_DIRECTIONS_: Please count the lines in the listing below that contain the string "brick", and reply with only that number.

* * * * * * * * *

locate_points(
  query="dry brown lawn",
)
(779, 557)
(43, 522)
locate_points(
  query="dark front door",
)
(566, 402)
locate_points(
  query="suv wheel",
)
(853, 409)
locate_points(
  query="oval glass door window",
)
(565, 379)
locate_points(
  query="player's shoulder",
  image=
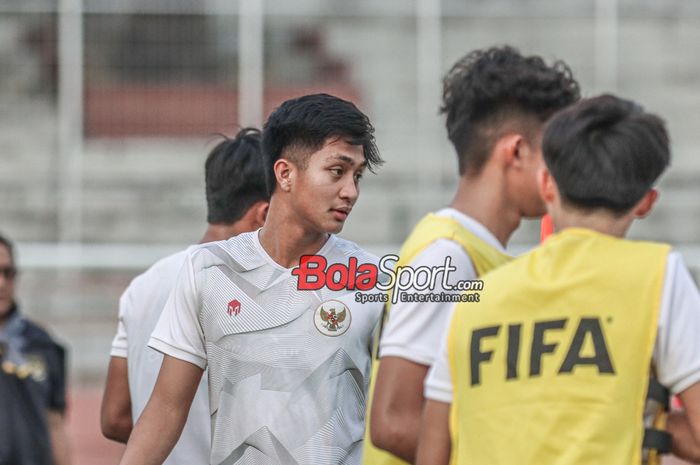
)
(341, 250)
(240, 253)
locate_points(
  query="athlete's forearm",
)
(397, 407)
(435, 444)
(115, 414)
(60, 448)
(164, 417)
(684, 444)
(155, 434)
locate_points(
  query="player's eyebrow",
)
(347, 160)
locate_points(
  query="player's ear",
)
(260, 209)
(284, 173)
(508, 149)
(644, 206)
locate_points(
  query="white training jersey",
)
(414, 329)
(676, 354)
(288, 369)
(140, 307)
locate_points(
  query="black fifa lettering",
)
(601, 358)
(539, 348)
(513, 350)
(477, 356)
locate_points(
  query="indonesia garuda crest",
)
(332, 318)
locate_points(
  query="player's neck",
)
(285, 240)
(485, 201)
(602, 222)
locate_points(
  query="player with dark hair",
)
(496, 102)
(553, 364)
(287, 369)
(32, 381)
(237, 202)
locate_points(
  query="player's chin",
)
(335, 226)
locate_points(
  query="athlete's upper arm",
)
(179, 332)
(115, 414)
(120, 343)
(677, 348)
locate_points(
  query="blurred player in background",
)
(237, 201)
(32, 382)
(496, 102)
(553, 364)
(288, 369)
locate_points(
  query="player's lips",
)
(341, 213)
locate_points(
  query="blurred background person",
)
(32, 381)
(237, 201)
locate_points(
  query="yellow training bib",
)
(552, 365)
(431, 228)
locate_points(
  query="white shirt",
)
(140, 307)
(286, 386)
(676, 350)
(414, 329)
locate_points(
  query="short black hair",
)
(486, 89)
(605, 152)
(9, 246)
(306, 123)
(235, 177)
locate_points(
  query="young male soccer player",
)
(288, 369)
(553, 364)
(496, 102)
(237, 201)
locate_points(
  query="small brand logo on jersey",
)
(332, 318)
(234, 307)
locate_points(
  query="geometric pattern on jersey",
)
(281, 392)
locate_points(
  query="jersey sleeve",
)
(413, 329)
(179, 332)
(438, 383)
(677, 347)
(120, 343)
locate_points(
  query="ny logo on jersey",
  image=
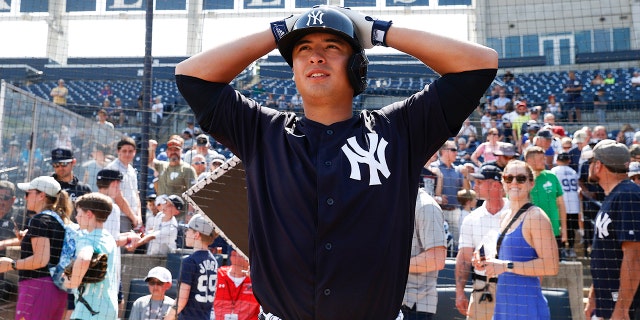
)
(602, 223)
(356, 155)
(315, 17)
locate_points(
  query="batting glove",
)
(282, 27)
(371, 32)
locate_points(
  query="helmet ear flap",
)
(357, 71)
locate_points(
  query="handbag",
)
(97, 268)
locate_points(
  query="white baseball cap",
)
(45, 184)
(161, 199)
(161, 273)
(634, 169)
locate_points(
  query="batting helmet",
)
(329, 20)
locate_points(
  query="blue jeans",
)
(413, 314)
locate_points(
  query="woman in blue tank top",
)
(527, 252)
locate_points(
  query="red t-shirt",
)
(237, 300)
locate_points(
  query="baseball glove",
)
(97, 268)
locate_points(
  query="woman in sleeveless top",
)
(528, 251)
(486, 149)
(38, 297)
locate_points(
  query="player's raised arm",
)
(442, 54)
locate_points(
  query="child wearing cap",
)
(234, 294)
(164, 232)
(198, 275)
(41, 246)
(94, 300)
(157, 303)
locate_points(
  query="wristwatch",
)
(510, 266)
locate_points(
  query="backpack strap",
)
(53, 214)
(504, 231)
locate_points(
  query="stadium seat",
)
(139, 288)
(558, 300)
(447, 276)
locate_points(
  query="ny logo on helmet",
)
(315, 18)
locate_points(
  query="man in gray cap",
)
(63, 163)
(480, 229)
(203, 147)
(505, 153)
(615, 251)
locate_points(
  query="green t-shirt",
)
(546, 190)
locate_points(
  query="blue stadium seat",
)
(558, 300)
(139, 288)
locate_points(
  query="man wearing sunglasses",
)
(63, 163)
(547, 193)
(479, 230)
(615, 250)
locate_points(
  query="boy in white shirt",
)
(162, 236)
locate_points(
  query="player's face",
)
(320, 65)
(126, 154)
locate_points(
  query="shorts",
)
(39, 298)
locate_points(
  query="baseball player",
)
(329, 191)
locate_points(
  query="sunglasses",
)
(520, 179)
(60, 164)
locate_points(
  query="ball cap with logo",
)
(202, 140)
(505, 149)
(634, 169)
(614, 155)
(176, 201)
(161, 273)
(201, 224)
(45, 184)
(545, 133)
(174, 143)
(61, 155)
(564, 156)
(161, 199)
(579, 136)
(488, 172)
(108, 174)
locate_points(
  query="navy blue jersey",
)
(42, 226)
(200, 271)
(617, 221)
(332, 207)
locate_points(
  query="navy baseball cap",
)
(545, 134)
(61, 155)
(564, 156)
(177, 201)
(488, 172)
(108, 174)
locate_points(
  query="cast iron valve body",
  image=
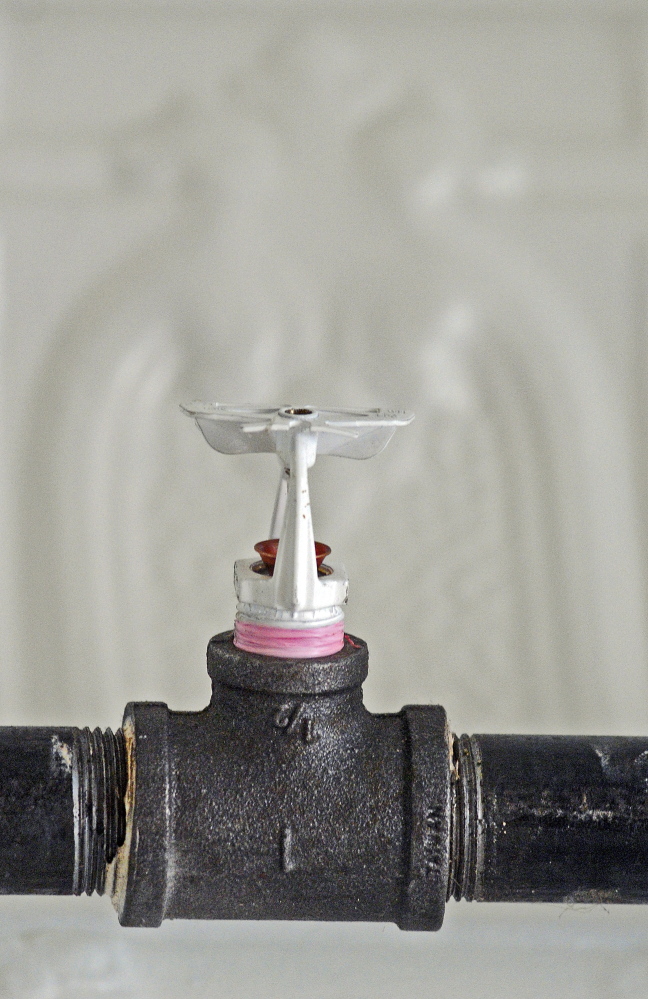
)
(286, 799)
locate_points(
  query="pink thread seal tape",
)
(289, 643)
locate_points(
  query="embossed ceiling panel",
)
(444, 211)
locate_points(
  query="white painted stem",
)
(295, 574)
(279, 511)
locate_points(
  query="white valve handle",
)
(297, 435)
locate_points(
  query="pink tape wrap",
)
(289, 643)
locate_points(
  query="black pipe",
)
(286, 799)
(552, 819)
(62, 814)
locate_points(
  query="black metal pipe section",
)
(286, 799)
(551, 819)
(61, 809)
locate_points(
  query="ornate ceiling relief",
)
(326, 231)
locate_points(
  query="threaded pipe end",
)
(466, 835)
(99, 786)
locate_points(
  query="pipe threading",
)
(466, 825)
(99, 783)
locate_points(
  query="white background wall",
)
(440, 207)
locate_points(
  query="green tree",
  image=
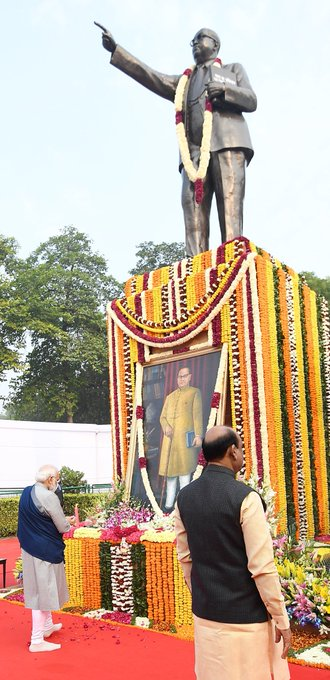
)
(11, 307)
(66, 286)
(321, 286)
(155, 255)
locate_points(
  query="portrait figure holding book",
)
(182, 424)
(176, 397)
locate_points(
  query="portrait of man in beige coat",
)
(181, 421)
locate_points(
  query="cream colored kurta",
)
(182, 411)
(225, 651)
(45, 586)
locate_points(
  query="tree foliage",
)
(321, 286)
(155, 255)
(11, 307)
(66, 286)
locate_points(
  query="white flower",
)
(142, 621)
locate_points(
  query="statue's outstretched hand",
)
(108, 40)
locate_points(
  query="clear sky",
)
(83, 144)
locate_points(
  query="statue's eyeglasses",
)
(199, 38)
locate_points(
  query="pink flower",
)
(139, 412)
(199, 190)
(215, 400)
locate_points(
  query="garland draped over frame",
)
(278, 335)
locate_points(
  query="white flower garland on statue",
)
(196, 175)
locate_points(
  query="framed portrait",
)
(176, 399)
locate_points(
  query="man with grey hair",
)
(41, 523)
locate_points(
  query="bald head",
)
(48, 475)
(217, 441)
(205, 45)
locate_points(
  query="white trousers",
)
(41, 622)
(171, 485)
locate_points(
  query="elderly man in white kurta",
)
(181, 420)
(41, 523)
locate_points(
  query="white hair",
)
(46, 471)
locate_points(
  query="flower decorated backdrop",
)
(278, 335)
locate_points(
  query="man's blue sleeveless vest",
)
(37, 533)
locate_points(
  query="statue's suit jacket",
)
(229, 129)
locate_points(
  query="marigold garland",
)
(278, 344)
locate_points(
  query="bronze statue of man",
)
(224, 90)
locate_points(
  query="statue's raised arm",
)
(214, 140)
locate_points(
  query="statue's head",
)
(205, 45)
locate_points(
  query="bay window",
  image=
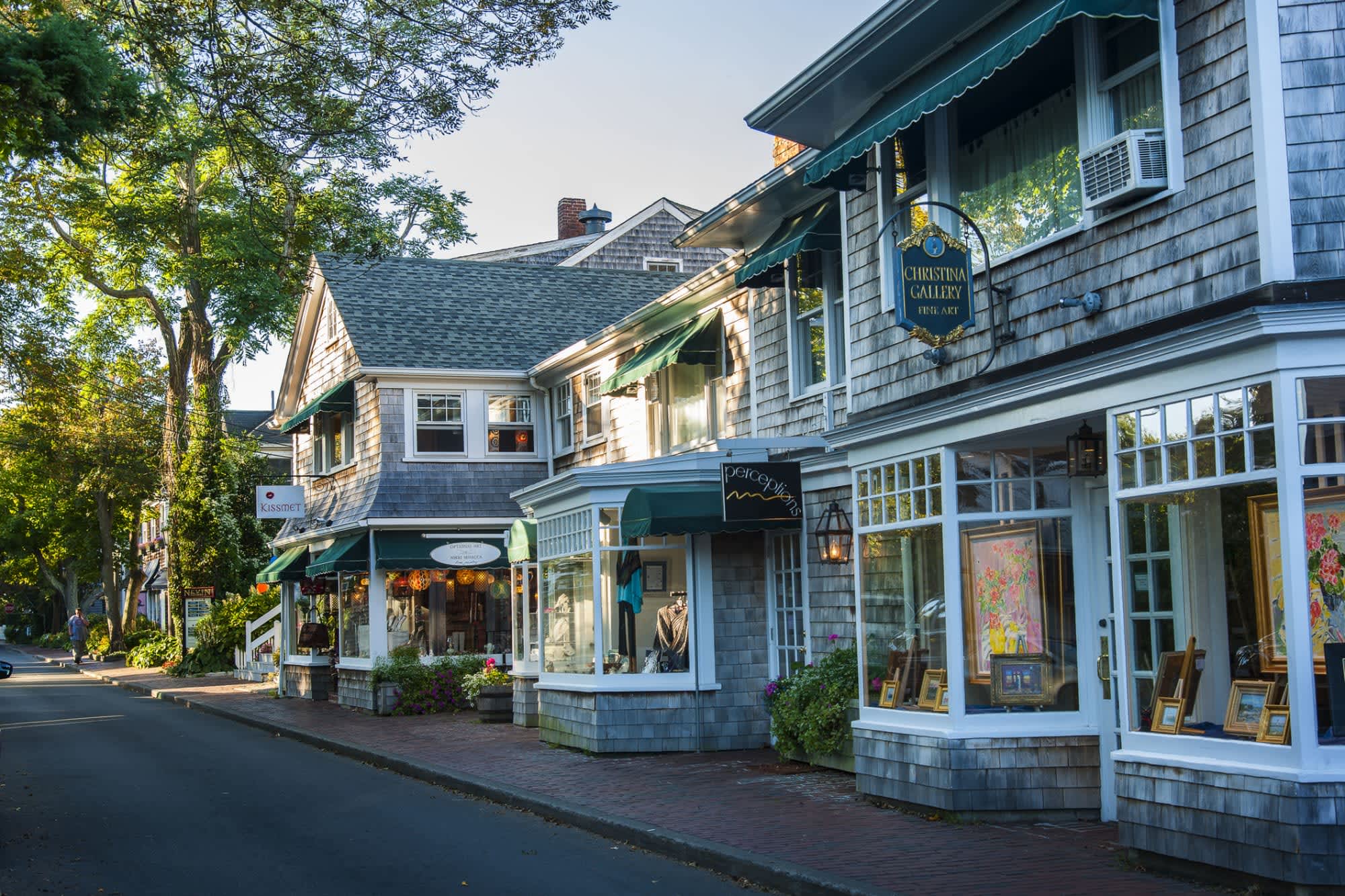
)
(439, 423)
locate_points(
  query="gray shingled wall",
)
(1266, 826)
(1312, 48)
(652, 239)
(1191, 249)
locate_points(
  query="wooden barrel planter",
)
(496, 704)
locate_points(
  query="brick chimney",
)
(568, 218)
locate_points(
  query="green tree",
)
(271, 138)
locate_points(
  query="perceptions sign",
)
(757, 493)
(935, 290)
(280, 502)
(466, 553)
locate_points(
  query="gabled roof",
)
(475, 315)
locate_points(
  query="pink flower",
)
(1316, 532)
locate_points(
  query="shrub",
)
(810, 709)
(158, 649)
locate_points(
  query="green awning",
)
(349, 553)
(338, 399)
(289, 567)
(411, 551)
(818, 228)
(523, 541)
(683, 510)
(696, 342)
(958, 71)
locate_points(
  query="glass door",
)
(787, 603)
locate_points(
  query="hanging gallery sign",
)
(935, 291)
(761, 493)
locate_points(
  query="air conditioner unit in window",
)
(1132, 165)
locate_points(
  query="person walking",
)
(79, 627)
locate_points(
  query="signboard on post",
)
(280, 502)
(935, 298)
(762, 493)
(196, 606)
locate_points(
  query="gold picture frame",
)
(1004, 606)
(930, 684)
(1320, 505)
(1246, 702)
(1168, 715)
(1274, 724)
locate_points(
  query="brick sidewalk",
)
(742, 799)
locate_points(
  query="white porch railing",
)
(252, 662)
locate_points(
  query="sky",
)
(648, 104)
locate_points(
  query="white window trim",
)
(584, 404)
(412, 451)
(486, 408)
(558, 448)
(833, 296)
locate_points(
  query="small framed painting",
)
(1274, 725)
(1246, 701)
(888, 696)
(1168, 715)
(656, 575)
(930, 685)
(1020, 680)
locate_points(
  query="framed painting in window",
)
(1004, 608)
(1324, 524)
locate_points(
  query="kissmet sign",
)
(935, 298)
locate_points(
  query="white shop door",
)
(787, 604)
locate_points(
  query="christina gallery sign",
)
(935, 299)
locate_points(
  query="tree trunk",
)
(111, 594)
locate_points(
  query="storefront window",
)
(354, 615)
(450, 611)
(646, 614)
(1019, 615)
(905, 618)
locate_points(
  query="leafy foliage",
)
(809, 709)
(155, 649)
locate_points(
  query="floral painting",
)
(1324, 525)
(1003, 599)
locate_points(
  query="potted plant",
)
(494, 693)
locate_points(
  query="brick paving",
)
(743, 799)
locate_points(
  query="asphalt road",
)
(106, 792)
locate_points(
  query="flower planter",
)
(496, 704)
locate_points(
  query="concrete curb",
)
(786, 877)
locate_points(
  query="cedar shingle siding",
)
(1312, 49)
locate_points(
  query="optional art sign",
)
(935, 300)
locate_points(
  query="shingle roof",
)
(478, 315)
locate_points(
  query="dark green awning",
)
(523, 541)
(962, 68)
(818, 228)
(338, 399)
(683, 510)
(349, 553)
(289, 567)
(411, 551)
(696, 342)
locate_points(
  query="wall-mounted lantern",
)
(835, 536)
(1086, 452)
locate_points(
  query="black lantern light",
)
(835, 536)
(1087, 452)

* * * * * * * * *

_COMPLETED TASK_: 3